#### YOUR ASSIGNMENT:
Each line of the listing where the string "instance" appears is to be identified and copied.

#### SUPPLIED MATERIAL:
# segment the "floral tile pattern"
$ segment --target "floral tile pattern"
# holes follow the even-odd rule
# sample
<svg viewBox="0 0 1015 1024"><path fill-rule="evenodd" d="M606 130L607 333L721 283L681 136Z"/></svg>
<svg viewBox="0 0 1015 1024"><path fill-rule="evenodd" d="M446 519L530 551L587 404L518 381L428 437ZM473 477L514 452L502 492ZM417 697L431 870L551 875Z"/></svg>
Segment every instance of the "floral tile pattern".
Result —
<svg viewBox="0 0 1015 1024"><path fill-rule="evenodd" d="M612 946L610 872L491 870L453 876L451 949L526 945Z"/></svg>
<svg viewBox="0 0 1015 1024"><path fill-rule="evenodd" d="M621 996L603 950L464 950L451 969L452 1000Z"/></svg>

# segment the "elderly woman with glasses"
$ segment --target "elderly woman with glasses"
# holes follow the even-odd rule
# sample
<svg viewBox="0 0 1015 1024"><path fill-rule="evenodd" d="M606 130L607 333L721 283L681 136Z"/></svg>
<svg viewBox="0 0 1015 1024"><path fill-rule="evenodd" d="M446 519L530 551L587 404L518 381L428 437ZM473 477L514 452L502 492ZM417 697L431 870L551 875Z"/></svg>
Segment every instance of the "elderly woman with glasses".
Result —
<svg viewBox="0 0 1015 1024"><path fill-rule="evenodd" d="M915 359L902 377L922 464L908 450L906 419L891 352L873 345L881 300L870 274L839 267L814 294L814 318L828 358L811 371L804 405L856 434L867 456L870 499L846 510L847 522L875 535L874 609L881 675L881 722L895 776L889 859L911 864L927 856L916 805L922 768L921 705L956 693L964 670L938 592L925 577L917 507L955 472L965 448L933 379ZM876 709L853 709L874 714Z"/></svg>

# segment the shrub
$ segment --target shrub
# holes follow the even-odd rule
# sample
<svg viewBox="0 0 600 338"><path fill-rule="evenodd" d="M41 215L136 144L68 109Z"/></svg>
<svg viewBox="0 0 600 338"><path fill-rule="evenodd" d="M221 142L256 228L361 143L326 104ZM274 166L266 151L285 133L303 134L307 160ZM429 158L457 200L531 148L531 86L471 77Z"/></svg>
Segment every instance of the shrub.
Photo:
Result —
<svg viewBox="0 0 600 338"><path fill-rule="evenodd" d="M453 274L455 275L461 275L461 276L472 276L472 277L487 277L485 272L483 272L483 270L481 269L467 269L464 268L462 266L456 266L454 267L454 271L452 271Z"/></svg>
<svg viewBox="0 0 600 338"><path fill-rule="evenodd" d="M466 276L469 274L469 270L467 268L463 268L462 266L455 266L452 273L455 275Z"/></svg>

#### ANSWER FOR THIS EXERCISE:
Segment every instance of the "floral tile pattern".
Segment every instance of the "elderly woman with glasses".
Segment every instance of the shrub.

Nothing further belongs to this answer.